What you are asked to do
Transcribe the listing below exactly, leaving nothing out.

Data provided
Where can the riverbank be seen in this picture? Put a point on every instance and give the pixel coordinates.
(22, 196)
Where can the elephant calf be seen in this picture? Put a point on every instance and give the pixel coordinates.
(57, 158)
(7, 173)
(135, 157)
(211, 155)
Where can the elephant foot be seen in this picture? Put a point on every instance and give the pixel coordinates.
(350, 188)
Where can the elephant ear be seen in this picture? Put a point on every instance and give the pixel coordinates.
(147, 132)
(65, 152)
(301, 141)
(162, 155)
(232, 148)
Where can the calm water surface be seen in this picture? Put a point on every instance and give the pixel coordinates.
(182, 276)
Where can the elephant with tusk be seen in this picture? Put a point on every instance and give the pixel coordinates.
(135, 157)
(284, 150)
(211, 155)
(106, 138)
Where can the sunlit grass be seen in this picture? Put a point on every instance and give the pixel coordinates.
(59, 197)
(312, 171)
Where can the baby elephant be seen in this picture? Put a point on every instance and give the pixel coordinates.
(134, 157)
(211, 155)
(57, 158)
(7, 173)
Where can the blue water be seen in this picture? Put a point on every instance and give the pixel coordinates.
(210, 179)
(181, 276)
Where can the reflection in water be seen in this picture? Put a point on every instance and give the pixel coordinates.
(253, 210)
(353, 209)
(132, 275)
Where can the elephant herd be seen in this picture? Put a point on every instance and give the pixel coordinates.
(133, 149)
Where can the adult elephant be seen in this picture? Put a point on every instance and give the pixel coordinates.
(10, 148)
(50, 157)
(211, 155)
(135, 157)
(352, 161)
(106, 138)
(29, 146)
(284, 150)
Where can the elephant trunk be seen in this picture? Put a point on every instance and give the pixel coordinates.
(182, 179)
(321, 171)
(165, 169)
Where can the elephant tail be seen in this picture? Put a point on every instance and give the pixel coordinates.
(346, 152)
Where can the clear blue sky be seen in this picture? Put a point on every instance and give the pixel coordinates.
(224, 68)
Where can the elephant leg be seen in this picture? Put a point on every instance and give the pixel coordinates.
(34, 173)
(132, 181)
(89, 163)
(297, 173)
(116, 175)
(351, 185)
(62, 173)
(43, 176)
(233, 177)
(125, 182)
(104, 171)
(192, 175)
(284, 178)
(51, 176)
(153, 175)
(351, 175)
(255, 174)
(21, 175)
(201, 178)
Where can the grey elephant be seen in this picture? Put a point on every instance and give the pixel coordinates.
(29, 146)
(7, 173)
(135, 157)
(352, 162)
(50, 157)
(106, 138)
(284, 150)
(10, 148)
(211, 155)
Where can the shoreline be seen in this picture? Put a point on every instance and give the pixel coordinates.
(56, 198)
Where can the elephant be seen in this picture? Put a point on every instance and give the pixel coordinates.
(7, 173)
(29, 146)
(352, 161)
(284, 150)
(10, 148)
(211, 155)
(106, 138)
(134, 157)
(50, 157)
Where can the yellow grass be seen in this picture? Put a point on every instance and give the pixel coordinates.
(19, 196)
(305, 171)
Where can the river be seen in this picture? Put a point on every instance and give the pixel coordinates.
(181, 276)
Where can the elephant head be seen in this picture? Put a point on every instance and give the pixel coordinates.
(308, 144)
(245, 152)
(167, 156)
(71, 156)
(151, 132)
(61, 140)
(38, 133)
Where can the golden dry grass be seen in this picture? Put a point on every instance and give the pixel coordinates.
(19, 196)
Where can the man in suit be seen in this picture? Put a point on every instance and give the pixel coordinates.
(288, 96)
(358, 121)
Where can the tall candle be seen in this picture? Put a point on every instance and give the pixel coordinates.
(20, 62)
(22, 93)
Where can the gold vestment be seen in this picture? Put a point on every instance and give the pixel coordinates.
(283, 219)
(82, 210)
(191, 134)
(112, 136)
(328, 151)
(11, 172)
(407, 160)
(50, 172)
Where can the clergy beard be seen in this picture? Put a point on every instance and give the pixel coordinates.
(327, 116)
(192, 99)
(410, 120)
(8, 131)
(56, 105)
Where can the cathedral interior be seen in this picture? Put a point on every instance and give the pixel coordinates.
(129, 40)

Response for this exercise
Where can the riverbank be seen in this picture? Put a point on every instance and give the pixel coordinates.
(22, 196)
Where can the elephant calf be seen in this picture? Put a point on every instance and give the pixel coordinates.
(57, 158)
(7, 173)
(135, 157)
(211, 155)
Where can the elephant foot be seen in this picture? Put a point on every instance and give the pixel coordinates.
(350, 188)
Where can the elephant ear be seen in this picture? Put a point on every instance and give the pixel coordinates.
(147, 132)
(65, 152)
(301, 141)
(162, 155)
(232, 148)
Where can the calm water surface be seen in this picture? Put a point on every instance and give the pixel coordinates.
(182, 276)
Where can the elephant with tusk be seen in this picture? Put a point on every instance and give the pixel coordinates.
(135, 157)
(284, 150)
(211, 155)
(106, 138)
Where can the sunlit grass be seen in this picture? Put a point on every instance and give the pixel coordinates.
(59, 197)
(312, 171)
Where can the baby elephant be seen in this picture? Put a point on every instance and give the pixel coordinates.
(134, 157)
(211, 155)
(57, 158)
(7, 173)
Where can the blue water be seen in this picture? Put a point on every instance and give the pixel coordinates.
(210, 179)
(181, 276)
Where can the reflection in water be seen in this picture? Put a point on every instance and give the pixel coordinates.
(253, 210)
(353, 209)
(132, 275)
Where can the elephant herd be seen in this picture? Put a point on every instance and give the pixel coordinates.
(133, 149)
Where can the adult elephant be seen in this picture? Put a point on every instance and give the pixel coordinates.
(10, 148)
(50, 157)
(211, 155)
(135, 157)
(352, 161)
(106, 138)
(29, 146)
(284, 150)
Where can the elephant trunk be seen in this picture? Put a point on every instance and give the pixel coordinates.
(182, 179)
(321, 171)
(165, 169)
Where can the elephant tail be seen in this picture? Put a point on every instance and give the pixel coordinates.
(346, 152)
Where can the clear blue sky be seen in this picture? Put a point on every instance and give the pixel coordinates.
(224, 68)
Where can the elephant leg be seen in this picture? Put a point on every instance and give the pixel coordinates.
(34, 173)
(132, 181)
(89, 163)
(297, 173)
(116, 175)
(351, 185)
(62, 173)
(43, 176)
(233, 177)
(125, 182)
(104, 171)
(192, 175)
(284, 178)
(51, 176)
(153, 175)
(351, 175)
(255, 174)
(21, 175)
(201, 178)
Where can the grey elephant be seen in this picture? Put a point on every instance and give the pixel coordinates.
(29, 146)
(7, 173)
(135, 157)
(352, 162)
(50, 157)
(106, 138)
(284, 150)
(10, 148)
(211, 155)
Where can the shoreline be seen in this picture? Put a point on every instance and give the pixel coordinates.
(56, 198)
Where can the elephant be seen in this picture? Put a point on every instance and give the pixel coordinates.
(7, 173)
(29, 146)
(352, 161)
(284, 150)
(10, 148)
(211, 155)
(106, 138)
(134, 157)
(50, 157)
Where can the yellow grass be seen in this picture? Put a point on every instance and give the pixel coordinates.
(19, 196)
(305, 171)
Where can the river be seen in this picture? Put a point on every instance and give the pixel coordinates.
(181, 276)
Where can the elephant head be seen in this picture? Put a point on every instance and give the pixel coordinates.
(308, 144)
(245, 152)
(167, 156)
(71, 156)
(151, 132)
(61, 140)
(38, 133)
Where can the golden dry grass be seen in this picture? Put a point on every instance and give the pixel coordinates.
(19, 196)
Where can the man in suit be seen in this picture? Put a point on every instance and give the pixel coordinates.
(288, 96)
(358, 121)
Where can the tall candle be seen in this picture? Put a point on every instance and give the pixel coordinates.
(20, 62)
(22, 93)
Where can the gold vestment be seen in this picture? Put a point on every instance and give the pixel coordinates.
(283, 219)
(82, 210)
(191, 134)
(112, 136)
(328, 151)
(11, 172)
(407, 160)
(50, 172)
Where can the clergy beard be seen in this picture? Put a point on every instance and give the pixel coordinates.
(327, 116)
(192, 99)
(410, 120)
(8, 131)
(56, 105)
Where can the cathedral interior be seen in this picture? Put a point on every instance and give the pixel coordinates.
(129, 40)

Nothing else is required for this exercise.